Extract to read -
==============================

Consumer confidence and financial wellbeing in July 2021
Confidence in the future of the economy dipped slightly for the second month running. This is despite the further easing of coronavirus restrictions and may reflect that concern over rising case numbers is having a greater effect on confidence.
Missed payment rates remain high as one in thirteen people (7.7%) reported missing or defaulting on a housing, credit or bill payment in July. Rates are particularly high among younger consumers and those whose employment continues to be affected by the pandemic.
Confidence falls despite end to restrictions
Confidence in the future of the UK economy fell for the second month running in July, despite the survey running immediately prior to the lifting of coronavirus restrictions in England on the 19th (the fieldwork ran on the weekend of 16th-18th). The other UK nations have also seen restrictions ease, although to a lesser extent than in England.
For the first time in three months, more people said they were pessimistic about the future of the economy than optimistic. Previously, confidence has increased as restrictions have been eased, but this has coincided with falling case numbers and progress with the vaccination program. This month, the easing of restrictions has been accompanied by a rapid rise in covid-19 cases, and the drop in confidence suggests that lifting restrictions is not sufficient to boost consumer confidence whilst cases are on the rise. That being said, confidence in the future of the economy is still higher than pre-pandemic levels.

==============================

Task requirements - Write out the consumer confidence report from "Missed payment rates" to "than in England.", and switch "survey" to "poll".

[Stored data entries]
==============================

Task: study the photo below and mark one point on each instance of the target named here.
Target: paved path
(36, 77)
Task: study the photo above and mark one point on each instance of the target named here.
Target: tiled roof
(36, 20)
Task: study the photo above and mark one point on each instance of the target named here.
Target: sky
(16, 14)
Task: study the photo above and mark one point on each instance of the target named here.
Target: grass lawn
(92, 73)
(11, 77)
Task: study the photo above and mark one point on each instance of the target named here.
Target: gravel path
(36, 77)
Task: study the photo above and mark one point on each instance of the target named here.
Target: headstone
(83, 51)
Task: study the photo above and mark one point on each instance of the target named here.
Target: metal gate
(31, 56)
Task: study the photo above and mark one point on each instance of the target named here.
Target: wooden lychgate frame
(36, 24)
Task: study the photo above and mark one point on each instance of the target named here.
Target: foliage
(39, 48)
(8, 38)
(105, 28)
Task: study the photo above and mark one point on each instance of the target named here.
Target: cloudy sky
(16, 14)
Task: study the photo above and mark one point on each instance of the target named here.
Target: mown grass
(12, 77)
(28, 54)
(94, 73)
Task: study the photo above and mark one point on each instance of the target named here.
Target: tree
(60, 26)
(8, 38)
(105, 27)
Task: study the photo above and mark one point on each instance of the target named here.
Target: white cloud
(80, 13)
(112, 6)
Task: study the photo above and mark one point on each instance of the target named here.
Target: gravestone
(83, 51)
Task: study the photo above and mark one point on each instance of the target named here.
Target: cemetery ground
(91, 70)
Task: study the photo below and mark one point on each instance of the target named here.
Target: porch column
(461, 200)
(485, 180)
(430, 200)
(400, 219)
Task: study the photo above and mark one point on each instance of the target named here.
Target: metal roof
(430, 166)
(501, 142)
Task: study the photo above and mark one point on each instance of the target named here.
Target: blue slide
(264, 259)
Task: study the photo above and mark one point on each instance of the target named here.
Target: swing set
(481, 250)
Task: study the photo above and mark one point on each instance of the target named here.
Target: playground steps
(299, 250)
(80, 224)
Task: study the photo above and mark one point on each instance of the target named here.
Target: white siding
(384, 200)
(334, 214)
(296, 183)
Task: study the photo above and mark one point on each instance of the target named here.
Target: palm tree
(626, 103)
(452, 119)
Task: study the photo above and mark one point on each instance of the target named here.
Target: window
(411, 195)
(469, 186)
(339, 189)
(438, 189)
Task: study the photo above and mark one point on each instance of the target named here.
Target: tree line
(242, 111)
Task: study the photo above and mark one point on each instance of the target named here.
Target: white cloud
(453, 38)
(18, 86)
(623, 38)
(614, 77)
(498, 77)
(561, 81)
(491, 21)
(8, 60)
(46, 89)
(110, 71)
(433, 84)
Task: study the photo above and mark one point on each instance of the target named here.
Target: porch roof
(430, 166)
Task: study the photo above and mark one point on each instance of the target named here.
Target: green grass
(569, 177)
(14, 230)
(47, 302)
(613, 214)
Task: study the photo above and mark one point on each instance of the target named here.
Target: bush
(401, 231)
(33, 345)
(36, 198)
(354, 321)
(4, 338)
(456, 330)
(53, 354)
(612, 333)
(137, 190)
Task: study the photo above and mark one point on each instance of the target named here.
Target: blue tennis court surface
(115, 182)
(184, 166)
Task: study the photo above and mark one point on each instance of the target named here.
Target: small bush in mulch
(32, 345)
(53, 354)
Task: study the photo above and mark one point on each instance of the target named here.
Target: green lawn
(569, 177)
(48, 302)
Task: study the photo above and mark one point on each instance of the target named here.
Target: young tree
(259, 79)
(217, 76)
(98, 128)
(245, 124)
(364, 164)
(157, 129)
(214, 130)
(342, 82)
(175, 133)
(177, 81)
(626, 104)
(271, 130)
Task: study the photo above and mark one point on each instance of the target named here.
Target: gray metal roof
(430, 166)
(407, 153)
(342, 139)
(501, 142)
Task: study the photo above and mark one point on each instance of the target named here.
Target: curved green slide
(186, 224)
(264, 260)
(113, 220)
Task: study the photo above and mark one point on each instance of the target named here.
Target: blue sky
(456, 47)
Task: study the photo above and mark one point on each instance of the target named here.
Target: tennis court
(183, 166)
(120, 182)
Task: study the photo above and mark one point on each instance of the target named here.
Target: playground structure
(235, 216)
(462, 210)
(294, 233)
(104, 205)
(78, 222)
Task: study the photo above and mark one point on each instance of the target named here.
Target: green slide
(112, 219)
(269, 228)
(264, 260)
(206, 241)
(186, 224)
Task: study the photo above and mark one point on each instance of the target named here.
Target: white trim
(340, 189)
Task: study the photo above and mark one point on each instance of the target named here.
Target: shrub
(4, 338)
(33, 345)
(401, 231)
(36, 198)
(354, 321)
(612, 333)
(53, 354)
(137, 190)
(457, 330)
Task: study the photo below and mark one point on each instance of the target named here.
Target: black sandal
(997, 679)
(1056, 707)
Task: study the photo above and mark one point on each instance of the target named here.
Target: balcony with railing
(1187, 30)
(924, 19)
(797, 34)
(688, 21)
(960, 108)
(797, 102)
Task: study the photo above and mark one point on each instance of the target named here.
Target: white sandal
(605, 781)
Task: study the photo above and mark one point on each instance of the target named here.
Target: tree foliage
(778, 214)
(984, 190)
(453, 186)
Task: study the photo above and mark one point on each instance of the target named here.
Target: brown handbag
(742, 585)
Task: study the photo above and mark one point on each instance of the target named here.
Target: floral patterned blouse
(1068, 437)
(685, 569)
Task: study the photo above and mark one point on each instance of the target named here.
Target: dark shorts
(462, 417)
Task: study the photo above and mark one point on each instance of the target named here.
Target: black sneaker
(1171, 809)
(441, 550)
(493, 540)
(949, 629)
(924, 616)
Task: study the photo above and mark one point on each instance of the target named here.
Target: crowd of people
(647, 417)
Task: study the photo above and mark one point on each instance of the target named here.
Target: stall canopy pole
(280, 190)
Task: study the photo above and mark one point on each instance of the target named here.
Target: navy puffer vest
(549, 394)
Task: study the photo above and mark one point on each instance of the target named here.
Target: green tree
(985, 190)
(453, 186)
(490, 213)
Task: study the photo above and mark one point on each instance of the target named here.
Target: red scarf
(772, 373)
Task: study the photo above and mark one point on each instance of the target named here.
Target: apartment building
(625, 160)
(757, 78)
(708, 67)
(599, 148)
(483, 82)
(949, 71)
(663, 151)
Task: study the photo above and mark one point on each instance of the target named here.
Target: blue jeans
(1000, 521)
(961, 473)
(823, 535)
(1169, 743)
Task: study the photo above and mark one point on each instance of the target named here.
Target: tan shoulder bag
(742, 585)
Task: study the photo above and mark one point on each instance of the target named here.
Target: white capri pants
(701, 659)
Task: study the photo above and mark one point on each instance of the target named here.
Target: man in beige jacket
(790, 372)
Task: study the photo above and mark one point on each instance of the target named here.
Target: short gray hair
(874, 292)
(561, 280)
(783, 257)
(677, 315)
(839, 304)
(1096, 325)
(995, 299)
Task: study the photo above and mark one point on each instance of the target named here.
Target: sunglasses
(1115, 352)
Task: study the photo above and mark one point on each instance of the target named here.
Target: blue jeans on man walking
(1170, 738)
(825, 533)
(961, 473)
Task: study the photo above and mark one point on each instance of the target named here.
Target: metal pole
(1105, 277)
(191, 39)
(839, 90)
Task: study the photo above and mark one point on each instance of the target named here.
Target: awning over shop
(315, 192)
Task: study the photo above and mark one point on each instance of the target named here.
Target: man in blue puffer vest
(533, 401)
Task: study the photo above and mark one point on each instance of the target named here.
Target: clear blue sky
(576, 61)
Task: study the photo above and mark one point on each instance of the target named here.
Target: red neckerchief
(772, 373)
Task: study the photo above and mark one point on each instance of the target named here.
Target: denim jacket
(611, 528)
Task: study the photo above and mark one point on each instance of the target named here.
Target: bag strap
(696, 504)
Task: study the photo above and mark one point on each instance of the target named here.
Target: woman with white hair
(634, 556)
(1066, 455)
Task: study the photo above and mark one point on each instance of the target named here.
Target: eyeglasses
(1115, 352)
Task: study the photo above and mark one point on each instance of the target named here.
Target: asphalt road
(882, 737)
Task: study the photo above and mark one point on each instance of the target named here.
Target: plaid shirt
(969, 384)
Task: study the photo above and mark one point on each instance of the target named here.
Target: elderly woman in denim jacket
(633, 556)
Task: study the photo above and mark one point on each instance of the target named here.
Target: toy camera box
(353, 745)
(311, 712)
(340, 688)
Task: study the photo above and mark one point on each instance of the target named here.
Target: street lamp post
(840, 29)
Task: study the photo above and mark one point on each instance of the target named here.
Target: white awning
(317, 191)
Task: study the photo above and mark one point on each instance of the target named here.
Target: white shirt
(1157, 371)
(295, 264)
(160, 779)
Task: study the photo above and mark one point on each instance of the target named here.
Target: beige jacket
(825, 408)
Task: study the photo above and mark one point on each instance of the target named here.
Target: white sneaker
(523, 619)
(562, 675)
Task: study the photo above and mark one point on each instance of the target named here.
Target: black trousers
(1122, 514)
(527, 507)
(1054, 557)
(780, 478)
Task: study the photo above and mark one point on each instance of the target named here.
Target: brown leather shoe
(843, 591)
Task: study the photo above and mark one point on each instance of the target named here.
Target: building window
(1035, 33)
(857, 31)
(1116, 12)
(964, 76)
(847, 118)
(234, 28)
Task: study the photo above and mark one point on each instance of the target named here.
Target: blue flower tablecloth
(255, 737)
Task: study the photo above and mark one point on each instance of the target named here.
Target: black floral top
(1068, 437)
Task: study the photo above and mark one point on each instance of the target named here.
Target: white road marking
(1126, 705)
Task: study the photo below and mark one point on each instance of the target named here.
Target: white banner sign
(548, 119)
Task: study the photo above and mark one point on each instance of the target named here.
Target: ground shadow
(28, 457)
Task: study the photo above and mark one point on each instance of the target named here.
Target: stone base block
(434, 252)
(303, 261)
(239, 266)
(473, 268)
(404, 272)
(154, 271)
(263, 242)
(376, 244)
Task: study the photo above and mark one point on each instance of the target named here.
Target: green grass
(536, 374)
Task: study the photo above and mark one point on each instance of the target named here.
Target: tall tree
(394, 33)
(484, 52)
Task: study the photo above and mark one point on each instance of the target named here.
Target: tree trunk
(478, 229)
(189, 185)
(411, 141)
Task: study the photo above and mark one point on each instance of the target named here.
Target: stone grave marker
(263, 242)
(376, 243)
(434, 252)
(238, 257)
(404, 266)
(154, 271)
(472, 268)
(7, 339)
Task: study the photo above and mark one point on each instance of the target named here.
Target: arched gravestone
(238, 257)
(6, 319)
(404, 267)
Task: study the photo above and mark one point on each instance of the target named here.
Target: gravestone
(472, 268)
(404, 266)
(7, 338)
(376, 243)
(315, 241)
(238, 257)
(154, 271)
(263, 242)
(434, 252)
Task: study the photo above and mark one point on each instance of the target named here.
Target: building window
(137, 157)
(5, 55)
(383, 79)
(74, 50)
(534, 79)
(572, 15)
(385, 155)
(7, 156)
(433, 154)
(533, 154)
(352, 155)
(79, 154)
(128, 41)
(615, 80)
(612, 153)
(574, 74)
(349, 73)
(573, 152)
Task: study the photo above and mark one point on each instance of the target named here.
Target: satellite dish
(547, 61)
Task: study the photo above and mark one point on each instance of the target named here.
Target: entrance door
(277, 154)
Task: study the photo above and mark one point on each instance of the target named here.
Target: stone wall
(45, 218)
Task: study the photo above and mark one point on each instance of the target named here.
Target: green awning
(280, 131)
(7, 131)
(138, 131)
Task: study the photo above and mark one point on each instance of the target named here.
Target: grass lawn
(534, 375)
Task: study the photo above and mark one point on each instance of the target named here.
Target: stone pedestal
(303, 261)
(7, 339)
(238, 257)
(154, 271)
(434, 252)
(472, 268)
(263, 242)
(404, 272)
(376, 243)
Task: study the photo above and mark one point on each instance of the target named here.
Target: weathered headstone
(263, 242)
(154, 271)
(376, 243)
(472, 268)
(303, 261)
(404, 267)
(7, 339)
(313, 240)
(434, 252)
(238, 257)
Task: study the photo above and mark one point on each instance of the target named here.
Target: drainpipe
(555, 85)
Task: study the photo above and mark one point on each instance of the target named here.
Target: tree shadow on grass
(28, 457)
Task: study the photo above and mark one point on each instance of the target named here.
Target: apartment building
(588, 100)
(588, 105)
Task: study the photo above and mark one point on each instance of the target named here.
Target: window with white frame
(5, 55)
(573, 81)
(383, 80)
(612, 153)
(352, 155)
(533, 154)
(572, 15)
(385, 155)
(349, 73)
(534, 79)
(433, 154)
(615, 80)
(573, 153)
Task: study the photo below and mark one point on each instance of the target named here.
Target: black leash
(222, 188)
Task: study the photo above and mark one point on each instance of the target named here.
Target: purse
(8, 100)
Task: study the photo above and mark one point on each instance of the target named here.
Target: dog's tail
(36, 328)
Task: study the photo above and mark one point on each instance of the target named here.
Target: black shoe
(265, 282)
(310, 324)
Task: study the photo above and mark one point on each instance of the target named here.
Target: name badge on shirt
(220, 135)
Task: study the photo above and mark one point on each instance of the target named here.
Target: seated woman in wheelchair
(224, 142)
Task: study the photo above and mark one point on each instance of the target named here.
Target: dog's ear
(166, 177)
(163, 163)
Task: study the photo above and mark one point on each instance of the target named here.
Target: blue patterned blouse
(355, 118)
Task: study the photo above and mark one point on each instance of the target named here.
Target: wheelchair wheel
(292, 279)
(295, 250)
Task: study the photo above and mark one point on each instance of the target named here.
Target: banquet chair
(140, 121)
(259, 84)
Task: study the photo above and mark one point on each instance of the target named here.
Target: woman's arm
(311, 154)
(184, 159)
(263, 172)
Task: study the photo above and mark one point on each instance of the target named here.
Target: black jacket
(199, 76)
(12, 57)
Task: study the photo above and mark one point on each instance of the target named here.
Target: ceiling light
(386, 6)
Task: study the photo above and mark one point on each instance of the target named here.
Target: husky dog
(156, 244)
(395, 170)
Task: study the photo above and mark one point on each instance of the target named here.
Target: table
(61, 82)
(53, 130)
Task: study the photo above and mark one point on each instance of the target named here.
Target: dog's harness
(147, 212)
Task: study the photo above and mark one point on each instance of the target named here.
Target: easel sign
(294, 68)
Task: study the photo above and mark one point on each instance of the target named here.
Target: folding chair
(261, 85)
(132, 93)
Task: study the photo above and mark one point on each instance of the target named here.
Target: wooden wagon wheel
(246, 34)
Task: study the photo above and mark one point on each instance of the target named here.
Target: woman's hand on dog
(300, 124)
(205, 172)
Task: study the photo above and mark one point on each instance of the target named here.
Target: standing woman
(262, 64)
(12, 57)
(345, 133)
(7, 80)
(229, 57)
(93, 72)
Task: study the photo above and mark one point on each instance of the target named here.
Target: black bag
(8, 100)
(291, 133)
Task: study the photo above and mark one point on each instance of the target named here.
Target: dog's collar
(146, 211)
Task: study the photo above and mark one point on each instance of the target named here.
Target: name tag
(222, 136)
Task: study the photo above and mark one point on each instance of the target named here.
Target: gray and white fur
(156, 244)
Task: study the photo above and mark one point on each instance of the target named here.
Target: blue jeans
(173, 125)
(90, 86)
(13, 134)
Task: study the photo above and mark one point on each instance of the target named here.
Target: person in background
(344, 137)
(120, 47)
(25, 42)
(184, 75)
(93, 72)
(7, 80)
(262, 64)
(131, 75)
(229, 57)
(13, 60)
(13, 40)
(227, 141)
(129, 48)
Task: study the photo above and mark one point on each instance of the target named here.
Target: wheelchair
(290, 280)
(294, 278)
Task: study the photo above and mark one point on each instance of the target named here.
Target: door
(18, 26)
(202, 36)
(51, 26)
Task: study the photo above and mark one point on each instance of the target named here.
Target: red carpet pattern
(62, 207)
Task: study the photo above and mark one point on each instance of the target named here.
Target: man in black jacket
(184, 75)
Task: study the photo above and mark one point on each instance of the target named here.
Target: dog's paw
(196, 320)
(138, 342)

==============================

Response area -
Missed payment rates remain high as one in thirteen people (7.7%) reported missing or defaulting on a housing, credit or bill payment in July. Rates are particularly high among younger consumers and those whose employment continues to be affected by the pandemic.
Confidence falls despite end to restrictions
Confidence in the future of the UK economy fell for the second month running in July, despite the poll running immediately prior to the lifting of coronavirus restrictions in England on the 19th (the fieldwork ran on the weekend of 16th-18th). The other UK nations have also seen restrictions ease, although to a lesser extent than in England.